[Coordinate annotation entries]
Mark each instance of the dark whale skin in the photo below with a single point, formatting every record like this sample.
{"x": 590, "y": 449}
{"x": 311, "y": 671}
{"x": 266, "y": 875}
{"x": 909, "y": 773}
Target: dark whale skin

- Work to be completed
Retype all of the rows above character for character, changing nothing.

- Solution
Mark each instance of the dark whale skin in the photo below with a single point, formatting every record like this sample.
{"x": 590, "y": 449}
{"x": 311, "y": 671}
{"x": 266, "y": 875}
{"x": 909, "y": 773}
Target: dark whale skin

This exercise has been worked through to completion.